- Task statement: Print all entries precisely as they are written.

# # # #

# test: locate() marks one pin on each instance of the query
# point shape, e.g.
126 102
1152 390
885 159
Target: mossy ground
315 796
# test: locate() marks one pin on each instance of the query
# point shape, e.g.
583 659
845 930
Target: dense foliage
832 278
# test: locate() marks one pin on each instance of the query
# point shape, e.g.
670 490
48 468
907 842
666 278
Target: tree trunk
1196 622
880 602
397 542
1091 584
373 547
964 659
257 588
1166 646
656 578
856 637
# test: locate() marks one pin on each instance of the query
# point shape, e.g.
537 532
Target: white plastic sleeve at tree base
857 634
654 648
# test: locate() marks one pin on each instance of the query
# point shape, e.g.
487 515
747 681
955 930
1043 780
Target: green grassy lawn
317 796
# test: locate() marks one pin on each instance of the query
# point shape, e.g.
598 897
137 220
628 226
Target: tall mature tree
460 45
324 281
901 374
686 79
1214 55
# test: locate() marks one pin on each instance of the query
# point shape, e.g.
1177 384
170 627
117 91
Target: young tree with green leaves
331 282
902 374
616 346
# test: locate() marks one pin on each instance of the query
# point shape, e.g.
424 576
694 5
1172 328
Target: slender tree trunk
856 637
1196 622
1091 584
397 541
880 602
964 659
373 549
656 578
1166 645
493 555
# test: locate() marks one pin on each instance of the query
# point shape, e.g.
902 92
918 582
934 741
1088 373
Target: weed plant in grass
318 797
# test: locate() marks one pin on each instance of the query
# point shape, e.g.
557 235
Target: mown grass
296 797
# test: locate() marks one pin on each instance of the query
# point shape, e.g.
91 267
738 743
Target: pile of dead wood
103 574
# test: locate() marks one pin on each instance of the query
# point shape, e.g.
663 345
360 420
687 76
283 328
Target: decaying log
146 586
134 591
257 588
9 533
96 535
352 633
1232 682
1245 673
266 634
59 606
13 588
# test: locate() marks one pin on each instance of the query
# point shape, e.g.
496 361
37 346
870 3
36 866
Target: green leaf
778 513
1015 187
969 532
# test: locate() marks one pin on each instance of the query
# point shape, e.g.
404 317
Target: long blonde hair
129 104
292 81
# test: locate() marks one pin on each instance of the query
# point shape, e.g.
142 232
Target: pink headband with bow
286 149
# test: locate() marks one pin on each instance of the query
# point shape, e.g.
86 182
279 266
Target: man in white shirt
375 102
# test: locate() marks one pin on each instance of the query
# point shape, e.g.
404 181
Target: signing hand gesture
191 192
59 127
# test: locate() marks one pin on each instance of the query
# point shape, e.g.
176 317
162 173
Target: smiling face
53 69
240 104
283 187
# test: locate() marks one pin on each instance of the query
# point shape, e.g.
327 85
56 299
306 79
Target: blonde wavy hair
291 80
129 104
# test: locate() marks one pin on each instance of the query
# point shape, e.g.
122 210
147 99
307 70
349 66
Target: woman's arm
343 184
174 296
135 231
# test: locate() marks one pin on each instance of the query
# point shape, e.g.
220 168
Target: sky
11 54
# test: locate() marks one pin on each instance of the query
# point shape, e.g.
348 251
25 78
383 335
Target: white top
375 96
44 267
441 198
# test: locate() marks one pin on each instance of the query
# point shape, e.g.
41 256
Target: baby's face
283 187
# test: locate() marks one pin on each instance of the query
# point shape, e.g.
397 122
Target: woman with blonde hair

# # # #

- Written answer:
# test: locate() marks one pin on each instance of the query
# point shape, e.g.
126 102
1152 390
885 159
Target: mossy ground
315 796
# test: locate() marks one pin on each instance of the query
# point shape, e.g.
583 659
845 930
Target: dense foliage
832 278
# test: locate() marks one pin on each instance of the query
# point shape, e.g.
670 490
48 468
907 842
666 278
Target: tree trunk
1196 622
880 602
397 542
1091 584
373 547
964 659
257 588
1166 646
656 578
856 637
# test: locate() marks one pin on each instance of the query
# point shape, e.g.
537 532
Target: white plastic sleeve at tree base
857 634
654 648
# test: locate() marks one pin on each instance of the query
# point shape, e.g.
487 515
747 681
955 930
1043 780
Target: green grassy lawn
317 796
# test: locate() marks one pin on each instance of the query
# point shape, e.g.
598 897
137 220
628 226
Target: tall mature tree
460 45
324 281
901 374
686 79
1214 55
# test: locate() marks one pin on each instance of the query
# point shape, e.g.
1177 384
170 627
117 91
Target: young tree with green leaves
331 282
902 374
616 346
# test: locate() marks one pin on each instance of the query
# point shape, e.g.
424 576
694 5
1172 328
Target: slender tree trunk
856 637
1196 622
1091 584
397 541
880 602
964 659
373 549
656 578
1166 645
493 555
# test: locate() marks one pin on each instance of the query
# point shape, e.g.
902 92
918 582
934 741
1088 373
Target: weed plant in grass
318 797
# test: locate() marks one pin on each instance of the query
# point shape, e.g.
557 235
Target: mown grass
296 797
# test: locate() marks one pin on each instance of the query
# point shape, e.g.
91 267
738 743
Target: pile of dead wood
103 574
# test: locate() marks one pin on each instance of the query
# point shape, e.g.
663 345
360 420
687 76
283 328
Target: decaying log
146 586
134 591
257 588
9 533
96 535
352 633
1232 682
1245 673
266 634
59 606
13 588
# test: locate() marks one pin on each instance of the query
# point shape, e.g.
496 361
37 346
870 3
36 866
Target: green leaf
778 513
1015 187
969 532
# test: locate() marks one pin on each instance of the query
# point shape, e.g.
404 317
Target: long blonde hair
129 104
292 81
# test: locate() marks one pin on each instance of the query
# point shape, e.g.
142 232
Target: pink headband with bow
286 149
# test: locate() marks one pin on each instance of the query
# point shape, e.g.
86 182
279 266
Target: man in white shirt
375 102
# test: locate() marks one pin on each instance of the query
# point shape, e.g.
404 181
Target: signing hand gesture
191 192
59 127
# test: locate() marks one pin on each instance of the query
# point shape, e.g.
176 317
162 173
Target: smiling face
53 69
240 104
283 187
# test: locate() marks one pin on each instance of the query
# point shape, e.g.
327 85
56 299
306 79
Target: blonde wavy hair
291 80
129 104
# test: locate() marks one pin on each instance of the query
# point shape, e.g.
122 210
147 99
307 70
349 66
Target: woman's arm
343 184
174 296
135 231
# test: locate() marks one pin on each instance of the query
# point shape, e.g.
220 168
Target: sky
11 54
# test: locate() marks one pin on each instance of the query
# point shape, e.g.
348 251
25 78
383 335
Target: white top
375 96
44 267
441 198
# test: locate() marks one pin on each instance of the query
# point shape, e.g.
41 256
Target: baby's face
283 187
# test: locate() marks one pin on each instance of the query
# point shape, e.g.
397 122
Target: woman with blonde hair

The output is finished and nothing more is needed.